* RECORDS:
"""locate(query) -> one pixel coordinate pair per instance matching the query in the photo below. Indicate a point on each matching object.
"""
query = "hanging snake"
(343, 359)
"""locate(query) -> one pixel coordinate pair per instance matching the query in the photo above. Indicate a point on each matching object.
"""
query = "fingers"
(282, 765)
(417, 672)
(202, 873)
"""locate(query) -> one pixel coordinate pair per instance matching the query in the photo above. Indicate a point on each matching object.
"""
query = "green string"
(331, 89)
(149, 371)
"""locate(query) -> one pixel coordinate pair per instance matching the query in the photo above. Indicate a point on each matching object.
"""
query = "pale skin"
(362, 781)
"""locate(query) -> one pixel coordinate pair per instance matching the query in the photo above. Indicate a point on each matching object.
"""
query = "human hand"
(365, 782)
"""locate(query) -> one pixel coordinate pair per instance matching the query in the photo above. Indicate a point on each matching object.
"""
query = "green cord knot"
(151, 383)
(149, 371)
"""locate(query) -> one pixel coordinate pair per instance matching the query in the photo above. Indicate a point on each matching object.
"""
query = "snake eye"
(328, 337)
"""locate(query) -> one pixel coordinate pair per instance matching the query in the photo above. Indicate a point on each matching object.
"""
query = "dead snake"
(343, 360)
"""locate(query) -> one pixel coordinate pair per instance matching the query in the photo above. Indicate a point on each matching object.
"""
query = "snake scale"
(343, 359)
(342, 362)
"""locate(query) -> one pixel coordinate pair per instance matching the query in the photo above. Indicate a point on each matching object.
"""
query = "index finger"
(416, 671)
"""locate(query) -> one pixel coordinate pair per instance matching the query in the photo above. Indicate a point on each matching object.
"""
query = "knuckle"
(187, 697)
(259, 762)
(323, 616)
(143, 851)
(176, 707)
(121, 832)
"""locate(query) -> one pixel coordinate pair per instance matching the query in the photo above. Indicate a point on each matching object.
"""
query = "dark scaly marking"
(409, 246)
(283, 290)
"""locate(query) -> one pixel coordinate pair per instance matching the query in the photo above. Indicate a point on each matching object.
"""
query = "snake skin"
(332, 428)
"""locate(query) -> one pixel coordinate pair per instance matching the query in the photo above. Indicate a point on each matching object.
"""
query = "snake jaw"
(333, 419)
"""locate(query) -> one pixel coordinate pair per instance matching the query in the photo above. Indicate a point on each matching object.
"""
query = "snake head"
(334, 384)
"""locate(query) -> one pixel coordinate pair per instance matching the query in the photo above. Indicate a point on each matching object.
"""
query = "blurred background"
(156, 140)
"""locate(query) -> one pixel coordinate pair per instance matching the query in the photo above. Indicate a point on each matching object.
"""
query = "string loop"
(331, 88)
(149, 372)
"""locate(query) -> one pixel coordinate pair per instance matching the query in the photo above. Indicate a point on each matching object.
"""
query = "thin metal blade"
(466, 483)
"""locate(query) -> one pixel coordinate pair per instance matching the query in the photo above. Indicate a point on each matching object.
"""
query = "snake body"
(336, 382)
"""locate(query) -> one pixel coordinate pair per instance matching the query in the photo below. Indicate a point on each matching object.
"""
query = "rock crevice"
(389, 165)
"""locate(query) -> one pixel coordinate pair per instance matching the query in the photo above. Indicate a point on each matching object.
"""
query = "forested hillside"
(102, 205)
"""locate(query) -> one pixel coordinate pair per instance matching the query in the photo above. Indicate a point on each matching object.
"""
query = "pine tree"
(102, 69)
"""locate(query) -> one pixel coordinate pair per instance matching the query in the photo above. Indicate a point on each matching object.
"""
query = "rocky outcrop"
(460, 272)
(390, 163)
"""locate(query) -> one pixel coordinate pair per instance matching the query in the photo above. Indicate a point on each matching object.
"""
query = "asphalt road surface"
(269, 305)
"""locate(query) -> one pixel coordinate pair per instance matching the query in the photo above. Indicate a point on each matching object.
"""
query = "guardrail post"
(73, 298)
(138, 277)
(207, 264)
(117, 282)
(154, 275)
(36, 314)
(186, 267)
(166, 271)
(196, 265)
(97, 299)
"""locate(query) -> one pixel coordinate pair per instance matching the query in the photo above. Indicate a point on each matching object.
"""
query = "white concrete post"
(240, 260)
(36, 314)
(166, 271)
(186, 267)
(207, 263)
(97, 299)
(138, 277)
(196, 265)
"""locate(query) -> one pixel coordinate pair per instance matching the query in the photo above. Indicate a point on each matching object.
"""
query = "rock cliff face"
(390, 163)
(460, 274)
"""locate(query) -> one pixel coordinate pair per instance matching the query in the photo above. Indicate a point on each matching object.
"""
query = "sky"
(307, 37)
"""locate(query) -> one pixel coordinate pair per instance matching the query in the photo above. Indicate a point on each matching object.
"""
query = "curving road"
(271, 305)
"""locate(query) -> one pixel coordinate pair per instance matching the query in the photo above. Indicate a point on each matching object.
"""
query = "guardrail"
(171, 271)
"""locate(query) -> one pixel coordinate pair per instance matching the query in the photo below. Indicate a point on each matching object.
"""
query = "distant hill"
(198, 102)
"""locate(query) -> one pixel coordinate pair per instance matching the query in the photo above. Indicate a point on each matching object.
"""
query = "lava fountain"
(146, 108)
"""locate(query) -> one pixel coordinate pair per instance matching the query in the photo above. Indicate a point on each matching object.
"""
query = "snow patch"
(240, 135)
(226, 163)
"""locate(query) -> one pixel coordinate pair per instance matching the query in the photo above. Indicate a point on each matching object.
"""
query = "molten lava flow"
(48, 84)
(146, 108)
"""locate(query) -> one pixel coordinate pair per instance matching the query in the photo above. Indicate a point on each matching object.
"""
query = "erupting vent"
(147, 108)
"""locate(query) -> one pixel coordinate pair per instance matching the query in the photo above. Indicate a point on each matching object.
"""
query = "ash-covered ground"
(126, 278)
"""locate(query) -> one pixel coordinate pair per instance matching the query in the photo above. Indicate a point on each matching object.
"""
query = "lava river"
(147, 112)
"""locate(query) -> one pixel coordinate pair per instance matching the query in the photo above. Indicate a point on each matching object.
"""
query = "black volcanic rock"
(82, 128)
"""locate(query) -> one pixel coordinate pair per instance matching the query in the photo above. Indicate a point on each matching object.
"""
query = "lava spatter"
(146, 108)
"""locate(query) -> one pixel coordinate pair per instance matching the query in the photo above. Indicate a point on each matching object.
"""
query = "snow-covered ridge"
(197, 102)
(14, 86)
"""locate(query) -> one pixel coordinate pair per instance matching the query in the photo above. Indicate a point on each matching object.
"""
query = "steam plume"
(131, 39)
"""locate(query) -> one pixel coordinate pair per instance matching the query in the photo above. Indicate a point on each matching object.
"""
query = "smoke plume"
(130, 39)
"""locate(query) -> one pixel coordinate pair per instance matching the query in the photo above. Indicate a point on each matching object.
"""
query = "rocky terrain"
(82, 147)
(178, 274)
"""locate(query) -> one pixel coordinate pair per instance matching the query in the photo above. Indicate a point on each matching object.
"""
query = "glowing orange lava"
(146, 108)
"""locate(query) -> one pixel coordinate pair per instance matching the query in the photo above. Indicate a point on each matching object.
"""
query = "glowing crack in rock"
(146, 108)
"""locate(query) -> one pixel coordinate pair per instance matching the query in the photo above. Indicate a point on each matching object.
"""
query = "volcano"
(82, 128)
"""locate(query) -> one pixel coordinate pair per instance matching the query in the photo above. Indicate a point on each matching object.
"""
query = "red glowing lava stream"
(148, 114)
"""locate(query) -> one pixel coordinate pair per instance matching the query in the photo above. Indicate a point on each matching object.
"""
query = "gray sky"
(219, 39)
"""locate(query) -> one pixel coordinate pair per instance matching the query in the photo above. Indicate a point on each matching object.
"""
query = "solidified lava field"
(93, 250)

* PROMPT: From the records above, extract every entry exactly as given.

* RESULT OF THE TASK:
"""locate(query) -> one pixel coordinate pair per instance matching the query in the photo below. Indicate a point on each matching object.
"""
query = "hanging snake"
(343, 359)
"""locate(query) -> one pixel coordinate pair per instance matching the query in the photo above. Indicate a point on each matching object.
"""
query = "fingers"
(282, 765)
(417, 672)
(202, 873)
"""locate(query) -> one pixel coordinate pair per instance matching the query in the photo above. Indicate a point on each matching object.
"""
query = "green string"
(331, 89)
(149, 371)
"""locate(query) -> one pixel coordinate pair per instance matching the query in the photo above. Indicate a point on each matching object.
"""
query = "pale skin"
(362, 781)
"""locate(query) -> one pixel coordinate pair per instance matching the query in the photo above. Indicate a point on each matching object.
"""
query = "human hand"
(365, 782)
"""locate(query) -> one pixel coordinate pair per instance matching the query in the photo above. Indicate a point on each matching object.
"""
query = "green cord knot"
(151, 383)
(149, 371)
"""locate(query) -> one pixel coordinate pair per instance matching the query in the photo above. Indicate a point on each matching object.
"""
query = "snake eye"
(328, 337)
"""locate(query) -> one pixel coordinate pair per instance matching the query in the photo above. Indicate a point on each matching object.
"""
query = "dead snake"
(343, 360)
"""locate(query) -> one pixel coordinate pair per instance matching the query in the photo above. Indicate a point on each matching object.
"""
query = "snake scale"
(343, 359)
(342, 362)
"""locate(query) -> one pixel coordinate pair per instance matching the query in the photo above. Indicate a point on each matching object.
"""
query = "index finger"
(416, 671)
"""locate(query) -> one pixel coordinate pair per instance matching the query in the photo above. Indicate a point on each matching object.
"""
query = "knuckle"
(187, 697)
(259, 762)
(323, 616)
(143, 851)
(176, 707)
(121, 832)
"""locate(query) -> one pixel coordinate pair per instance matching the query in the photo above. Indicate a point on each matching object.
"""
query = "dark scaly marking"
(409, 246)
(283, 290)
"""locate(query) -> one pixel coordinate pair per instance matching the query in the photo above. Indicate a point on each matching object.
"""
query = "snake skin"
(332, 428)
"""locate(query) -> one pixel coordinate pair per instance matching the query in the photo above. Indicate a point on each matching object.
"""
query = "snake jaw"
(333, 419)
"""locate(query) -> one pixel coordinate pair per instance matching the query in the photo above. Indicate a point on each matching object.
"""
query = "snake head"
(334, 384)
"""locate(query) -> one pixel coordinate pair per instance matching the query in the photo above. Indicate a point on each matching object.
"""
query = "blurred background"
(156, 140)
"""locate(query) -> one pixel coordinate pair per instance matching the query in the photo above. Indicate a point on each matching object.
"""
query = "string loop"
(331, 88)
(149, 372)
"""locate(query) -> one pixel coordinate pair per instance matching the query in the photo above. Indicate a point on each matching object.
"""
query = "thin metal blade"
(466, 483)
"""locate(query) -> one pixel coordinate pair per instance matching the query in the photo above. Indicate a point on each matching object.
"""
query = "snake body"
(336, 382)
"""locate(query) -> one pixel coordinate pair per instance matching the query in the photo below. Indicate a point on each matching object.
"""
query = "rock crevice"
(389, 165)
"""locate(query) -> one pixel coordinate pair per instance matching the query in the photo above. Indicate a point on each matching object.
"""
query = "forested hillside"
(102, 205)
"""locate(query) -> one pixel coordinate pair per instance matching the query in the photo above. Indicate a point on each matching object.
"""
query = "pine tree"
(102, 69)
"""locate(query) -> one pixel coordinate pair per instance matching the query in the photo above. Indicate a point on each matching object.
"""
query = "rocky outcrop"
(460, 272)
(390, 163)
"""locate(query) -> one pixel coordinate pair per instance matching the query in the photo above. Indicate a point on each matching object.
"""
query = "asphalt road surface"
(269, 305)
"""locate(query) -> one pixel coordinate pair per instance matching the query in the photo above. Indicate a point on each matching object.
"""
query = "guardrail post"
(73, 298)
(138, 277)
(207, 264)
(117, 282)
(154, 275)
(36, 314)
(186, 267)
(166, 271)
(196, 265)
(97, 299)
"""locate(query) -> one pixel coordinate pair per instance matching the query in the photo above. Indicate a point on each matching object.
"""
query = "white concrete post"
(240, 260)
(36, 314)
(166, 271)
(186, 267)
(207, 263)
(97, 299)
(138, 277)
(196, 265)
"""locate(query) -> one pixel coordinate pair per instance matching the query in the photo above. Indicate a point on each matching object.
"""
query = "rock cliff face"
(390, 163)
(460, 274)
"""locate(query) -> one pixel coordinate pair per instance matching the query in the photo above. Indicate a point on each matching object.
"""
query = "sky"
(307, 37)
"""locate(query) -> one pixel coordinate pair per instance matching the query in the photo above. Indicate a point on each matching object.
"""
query = "curving road"
(271, 305)
"""locate(query) -> one pixel coordinate pair per instance matching the query in the photo above. Indicate a point on each matching object.
"""
query = "guardrail"
(171, 271)
"""locate(query) -> one pixel coordinate pair per instance matching the query in the photo below. Indicate a point on each matching object.
"""
query = "distant hill"
(198, 102)
"""locate(query) -> one pixel coordinate pair per instance matching the query in the photo above. Indicate a point on each matching object.
"""
query = "lava fountain"
(146, 108)
"""locate(query) -> one pixel coordinate pair per instance matching the query in the photo above. Indicate a point on each matching object.
"""
query = "snow patch"
(240, 135)
(226, 163)
"""locate(query) -> one pixel coordinate pair per instance matching the query in the photo above. Indicate a point on each matching object.
"""
query = "molten lava flow"
(48, 84)
(146, 108)
"""locate(query) -> one pixel coordinate pair per instance matching the query in the photo above. Indicate a point on each matching object.
"""
query = "erupting vent"
(147, 108)
"""locate(query) -> one pixel coordinate pair per instance matching the query in the photo above. Indicate a point on each matching object.
"""
query = "ash-covered ground"
(126, 278)
"""locate(query) -> one pixel coordinate pair per instance matching the query in the photo above. Indicate a point on each matching object.
"""
query = "lava river"
(147, 112)
"""locate(query) -> one pixel coordinate pair per instance matching the query in the photo above. Indicate a point on each matching object.
"""
query = "black volcanic rock"
(82, 128)
"""locate(query) -> one pixel coordinate pair per instance matching the query in the photo above. Indicate a point on each matching object.
"""
query = "lava spatter"
(146, 108)
"""locate(query) -> one pixel coordinate pair per instance matching the query in the photo above. Indicate a point on each matching object.
"""
query = "snow-covered ridge"
(197, 102)
(14, 86)
"""locate(query) -> one pixel coordinate pair per instance matching the query in the photo above. Indicate a point on each matching object.
"""
query = "steam plume"
(131, 39)
"""locate(query) -> one pixel coordinate pair per instance matching the query in the photo above. Indicate a point on each matching object.
"""
query = "smoke plume"
(130, 39)
"""locate(query) -> one pixel coordinate pair per instance matching the query in the photo above. Indicate a point on each matching object.
"""
query = "rocky terrain"
(82, 147)
(178, 274)
"""locate(query) -> one pixel coordinate pair per instance matching the query in the photo above. Indicate a point on each matching object.
"""
query = "glowing orange lava"
(146, 108)
"""locate(query) -> one pixel coordinate pair per instance matching the query in the photo above. Indicate a point on each matching object.
"""
query = "glowing crack in rock"
(146, 108)
"""locate(query) -> one pixel coordinate pair per instance matching the query in the photo above. Indicate a point on each matching object.
"""
query = "volcano"
(82, 128)
"""locate(query) -> one pixel coordinate pair per instance matching the query in the photo above. Indicate a point on each matching object.
"""
query = "red glowing lava stream"
(148, 114)
"""locate(query) -> one pixel coordinate pair per instance matching the query in the photo above. Indicate a point on each matching object.
"""
query = "gray sky"
(219, 39)
"""locate(query) -> one pixel coordinate pair per instance matching the query in the photo above. Indicate a point on each matching object.
"""
query = "solidified lava field"
(93, 250)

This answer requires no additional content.